> WHAT TO DO:
Copy out the rows below word for word, starting with the line that contains "Practice step: find the swan head" and running through the last row, both ends included.

==== DATA SHOWN ====

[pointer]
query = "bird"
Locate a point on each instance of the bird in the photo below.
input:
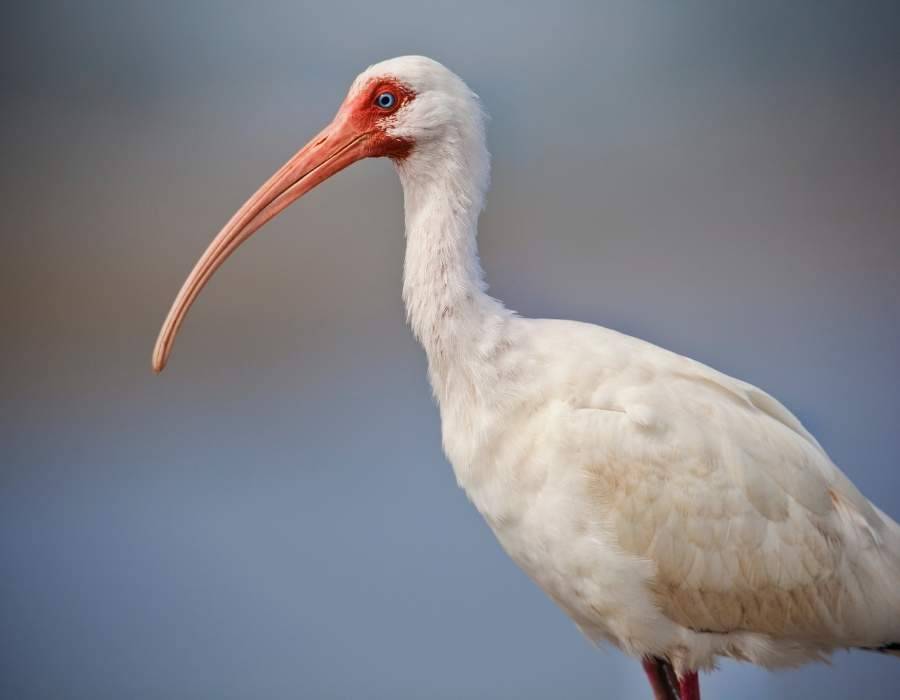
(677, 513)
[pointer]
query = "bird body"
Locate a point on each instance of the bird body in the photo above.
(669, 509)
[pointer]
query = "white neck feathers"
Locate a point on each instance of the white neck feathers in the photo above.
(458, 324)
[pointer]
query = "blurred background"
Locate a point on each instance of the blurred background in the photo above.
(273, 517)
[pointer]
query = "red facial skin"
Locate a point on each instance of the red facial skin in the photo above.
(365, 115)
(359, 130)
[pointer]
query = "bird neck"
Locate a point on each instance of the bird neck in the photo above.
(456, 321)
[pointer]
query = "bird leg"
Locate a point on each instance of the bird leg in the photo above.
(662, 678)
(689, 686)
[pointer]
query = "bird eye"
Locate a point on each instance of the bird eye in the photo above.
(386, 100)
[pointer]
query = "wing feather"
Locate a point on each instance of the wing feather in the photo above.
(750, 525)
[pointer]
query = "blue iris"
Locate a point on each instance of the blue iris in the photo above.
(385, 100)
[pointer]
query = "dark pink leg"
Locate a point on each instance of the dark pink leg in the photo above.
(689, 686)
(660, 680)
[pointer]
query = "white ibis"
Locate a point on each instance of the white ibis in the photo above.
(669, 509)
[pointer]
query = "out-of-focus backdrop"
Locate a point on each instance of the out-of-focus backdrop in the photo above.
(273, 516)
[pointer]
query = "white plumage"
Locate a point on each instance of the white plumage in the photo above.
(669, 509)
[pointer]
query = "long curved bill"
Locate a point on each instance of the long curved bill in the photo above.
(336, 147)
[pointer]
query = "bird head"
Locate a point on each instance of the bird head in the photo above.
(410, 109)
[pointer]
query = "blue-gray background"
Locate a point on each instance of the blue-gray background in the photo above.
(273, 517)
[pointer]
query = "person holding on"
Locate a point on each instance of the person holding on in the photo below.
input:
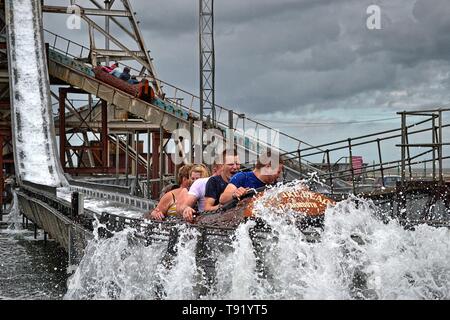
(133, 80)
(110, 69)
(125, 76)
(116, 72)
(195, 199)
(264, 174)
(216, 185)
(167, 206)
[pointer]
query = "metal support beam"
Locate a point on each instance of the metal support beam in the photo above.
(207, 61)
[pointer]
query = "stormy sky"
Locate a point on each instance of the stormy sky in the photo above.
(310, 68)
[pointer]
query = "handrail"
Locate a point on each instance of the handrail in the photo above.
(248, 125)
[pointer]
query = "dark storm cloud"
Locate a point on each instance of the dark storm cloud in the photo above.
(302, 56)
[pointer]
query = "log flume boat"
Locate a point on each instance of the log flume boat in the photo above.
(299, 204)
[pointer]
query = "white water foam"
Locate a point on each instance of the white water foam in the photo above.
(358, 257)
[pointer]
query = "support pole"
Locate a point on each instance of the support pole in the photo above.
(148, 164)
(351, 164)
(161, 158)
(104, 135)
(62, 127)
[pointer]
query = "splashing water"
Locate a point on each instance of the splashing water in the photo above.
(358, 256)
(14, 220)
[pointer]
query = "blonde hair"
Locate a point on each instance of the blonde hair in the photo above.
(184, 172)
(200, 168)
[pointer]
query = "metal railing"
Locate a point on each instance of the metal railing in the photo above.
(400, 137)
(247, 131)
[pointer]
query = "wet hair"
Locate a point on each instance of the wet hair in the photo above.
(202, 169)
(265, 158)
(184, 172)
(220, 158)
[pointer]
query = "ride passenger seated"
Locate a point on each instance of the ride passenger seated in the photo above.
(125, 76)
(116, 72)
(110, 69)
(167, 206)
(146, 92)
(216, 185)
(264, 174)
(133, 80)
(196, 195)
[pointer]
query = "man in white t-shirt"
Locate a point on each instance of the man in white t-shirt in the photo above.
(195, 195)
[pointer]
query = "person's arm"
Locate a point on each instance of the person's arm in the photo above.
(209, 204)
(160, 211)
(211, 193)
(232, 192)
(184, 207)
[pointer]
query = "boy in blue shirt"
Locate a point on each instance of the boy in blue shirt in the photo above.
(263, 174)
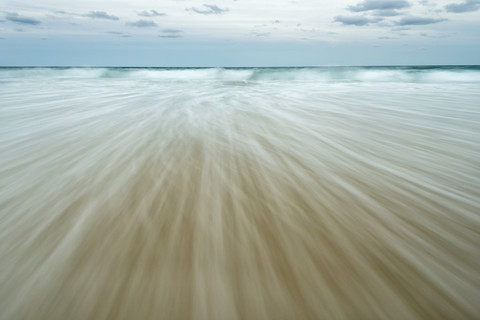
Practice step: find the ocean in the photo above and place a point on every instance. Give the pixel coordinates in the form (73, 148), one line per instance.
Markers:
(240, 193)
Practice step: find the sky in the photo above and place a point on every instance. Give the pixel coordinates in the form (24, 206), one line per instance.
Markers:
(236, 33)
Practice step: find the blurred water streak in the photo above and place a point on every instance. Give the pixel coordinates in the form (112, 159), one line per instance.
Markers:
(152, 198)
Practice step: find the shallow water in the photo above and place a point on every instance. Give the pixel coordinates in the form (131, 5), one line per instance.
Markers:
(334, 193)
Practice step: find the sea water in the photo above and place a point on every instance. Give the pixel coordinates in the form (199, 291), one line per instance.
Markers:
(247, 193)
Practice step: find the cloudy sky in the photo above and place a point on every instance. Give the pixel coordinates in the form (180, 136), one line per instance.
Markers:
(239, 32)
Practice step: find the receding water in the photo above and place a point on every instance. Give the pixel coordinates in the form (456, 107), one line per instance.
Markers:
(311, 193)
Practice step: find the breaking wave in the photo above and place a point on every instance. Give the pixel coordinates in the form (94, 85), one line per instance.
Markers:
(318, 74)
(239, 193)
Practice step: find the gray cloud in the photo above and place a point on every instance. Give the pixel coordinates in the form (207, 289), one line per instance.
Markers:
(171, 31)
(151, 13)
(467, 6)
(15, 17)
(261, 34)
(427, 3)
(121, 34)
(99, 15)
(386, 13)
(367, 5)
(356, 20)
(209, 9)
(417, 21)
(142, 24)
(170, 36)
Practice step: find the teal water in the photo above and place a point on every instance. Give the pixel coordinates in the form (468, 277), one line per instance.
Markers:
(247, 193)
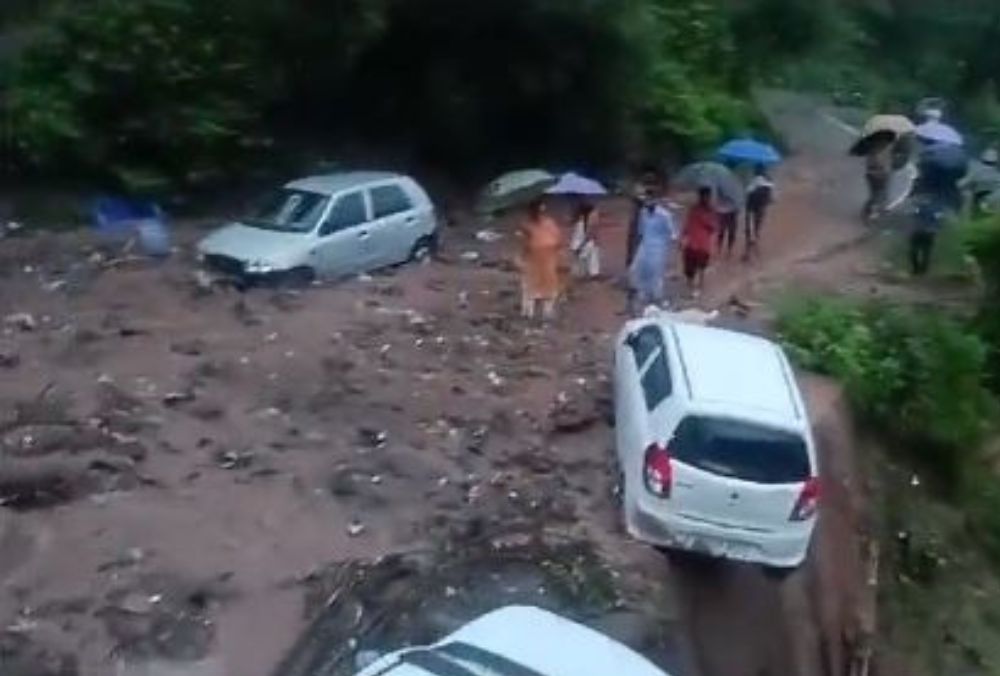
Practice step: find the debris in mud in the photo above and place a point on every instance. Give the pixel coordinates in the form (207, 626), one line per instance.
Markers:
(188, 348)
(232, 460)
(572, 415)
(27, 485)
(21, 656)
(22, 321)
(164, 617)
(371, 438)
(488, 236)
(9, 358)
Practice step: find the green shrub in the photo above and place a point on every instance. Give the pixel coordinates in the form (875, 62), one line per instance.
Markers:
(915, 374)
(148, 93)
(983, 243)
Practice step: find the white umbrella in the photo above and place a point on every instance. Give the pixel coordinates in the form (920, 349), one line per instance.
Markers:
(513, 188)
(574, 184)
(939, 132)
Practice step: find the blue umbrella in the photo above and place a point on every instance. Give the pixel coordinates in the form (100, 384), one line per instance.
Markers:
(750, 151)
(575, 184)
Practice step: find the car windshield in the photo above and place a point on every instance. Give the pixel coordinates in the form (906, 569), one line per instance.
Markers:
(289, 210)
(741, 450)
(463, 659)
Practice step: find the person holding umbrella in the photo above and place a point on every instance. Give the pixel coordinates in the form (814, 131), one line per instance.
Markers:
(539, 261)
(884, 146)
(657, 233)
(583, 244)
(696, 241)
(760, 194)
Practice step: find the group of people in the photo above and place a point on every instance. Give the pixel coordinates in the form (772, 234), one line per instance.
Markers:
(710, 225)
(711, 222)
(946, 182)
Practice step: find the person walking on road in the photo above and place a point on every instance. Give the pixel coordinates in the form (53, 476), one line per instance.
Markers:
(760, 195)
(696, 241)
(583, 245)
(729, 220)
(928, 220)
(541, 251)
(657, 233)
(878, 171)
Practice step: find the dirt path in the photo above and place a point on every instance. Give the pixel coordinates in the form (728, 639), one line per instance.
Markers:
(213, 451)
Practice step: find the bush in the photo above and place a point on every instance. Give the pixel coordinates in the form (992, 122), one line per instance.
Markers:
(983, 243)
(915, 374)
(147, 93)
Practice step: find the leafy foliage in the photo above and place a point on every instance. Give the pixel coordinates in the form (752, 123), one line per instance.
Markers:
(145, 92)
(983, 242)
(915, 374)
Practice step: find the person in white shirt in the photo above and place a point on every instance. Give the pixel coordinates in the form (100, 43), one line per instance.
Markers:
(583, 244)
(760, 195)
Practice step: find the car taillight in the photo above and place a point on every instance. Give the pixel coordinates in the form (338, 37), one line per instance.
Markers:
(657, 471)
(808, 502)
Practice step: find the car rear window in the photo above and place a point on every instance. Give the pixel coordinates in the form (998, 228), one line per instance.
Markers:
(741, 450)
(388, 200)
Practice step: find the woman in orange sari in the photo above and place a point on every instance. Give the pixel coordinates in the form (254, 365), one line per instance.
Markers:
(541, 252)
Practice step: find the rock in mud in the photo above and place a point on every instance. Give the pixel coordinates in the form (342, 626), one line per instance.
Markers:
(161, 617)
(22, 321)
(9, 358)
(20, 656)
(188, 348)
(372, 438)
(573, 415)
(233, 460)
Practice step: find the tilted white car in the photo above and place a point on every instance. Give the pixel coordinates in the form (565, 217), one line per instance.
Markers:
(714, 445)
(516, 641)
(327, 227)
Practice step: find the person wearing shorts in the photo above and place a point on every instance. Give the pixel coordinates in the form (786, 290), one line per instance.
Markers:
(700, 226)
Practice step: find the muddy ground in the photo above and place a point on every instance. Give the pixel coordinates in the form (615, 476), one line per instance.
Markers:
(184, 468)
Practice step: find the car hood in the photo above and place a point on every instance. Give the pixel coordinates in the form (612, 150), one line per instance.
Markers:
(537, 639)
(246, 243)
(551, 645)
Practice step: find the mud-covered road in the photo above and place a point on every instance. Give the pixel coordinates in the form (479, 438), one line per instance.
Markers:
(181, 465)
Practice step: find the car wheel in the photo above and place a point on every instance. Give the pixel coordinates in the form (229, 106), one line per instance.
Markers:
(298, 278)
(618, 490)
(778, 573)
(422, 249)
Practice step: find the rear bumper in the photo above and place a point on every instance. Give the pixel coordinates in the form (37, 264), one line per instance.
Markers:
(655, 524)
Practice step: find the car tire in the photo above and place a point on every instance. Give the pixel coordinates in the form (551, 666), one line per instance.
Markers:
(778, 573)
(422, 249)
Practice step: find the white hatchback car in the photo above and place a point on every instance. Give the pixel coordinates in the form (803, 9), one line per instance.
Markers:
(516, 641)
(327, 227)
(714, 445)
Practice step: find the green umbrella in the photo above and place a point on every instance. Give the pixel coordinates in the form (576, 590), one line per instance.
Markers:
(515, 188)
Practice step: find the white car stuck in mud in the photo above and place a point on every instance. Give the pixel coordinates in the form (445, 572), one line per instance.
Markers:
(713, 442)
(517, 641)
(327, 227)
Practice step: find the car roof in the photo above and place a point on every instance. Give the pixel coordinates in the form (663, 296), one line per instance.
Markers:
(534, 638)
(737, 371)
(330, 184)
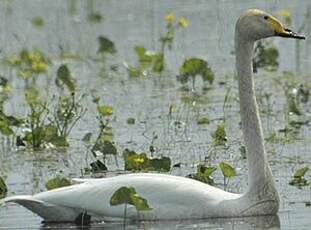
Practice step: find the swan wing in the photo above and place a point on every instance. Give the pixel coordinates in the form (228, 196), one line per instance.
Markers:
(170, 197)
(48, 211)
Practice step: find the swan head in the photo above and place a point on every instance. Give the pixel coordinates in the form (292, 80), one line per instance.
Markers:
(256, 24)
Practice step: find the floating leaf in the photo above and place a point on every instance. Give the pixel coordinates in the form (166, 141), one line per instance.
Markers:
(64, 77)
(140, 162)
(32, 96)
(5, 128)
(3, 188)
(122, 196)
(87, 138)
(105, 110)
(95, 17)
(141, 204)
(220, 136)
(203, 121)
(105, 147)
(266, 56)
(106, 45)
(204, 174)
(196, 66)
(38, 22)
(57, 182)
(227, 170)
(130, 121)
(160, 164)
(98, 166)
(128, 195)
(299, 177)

====

> RESPONSE FOR THIS EXERCISE:
Practice step: find the swan head in the photo above and place a point on every instance. Give the pixel coordinates in the form (292, 80), one line per instance.
Markers:
(256, 24)
Practice step: find the floating leaf in the photo above and place a point on every instance. Give the pixel coordinates in the form (166, 141), one line per instance.
Markers:
(64, 77)
(140, 162)
(32, 96)
(5, 128)
(3, 188)
(122, 196)
(87, 138)
(105, 110)
(95, 17)
(141, 204)
(220, 136)
(203, 121)
(105, 147)
(266, 56)
(106, 45)
(204, 174)
(196, 66)
(38, 22)
(57, 182)
(227, 170)
(130, 121)
(160, 164)
(98, 166)
(128, 195)
(299, 177)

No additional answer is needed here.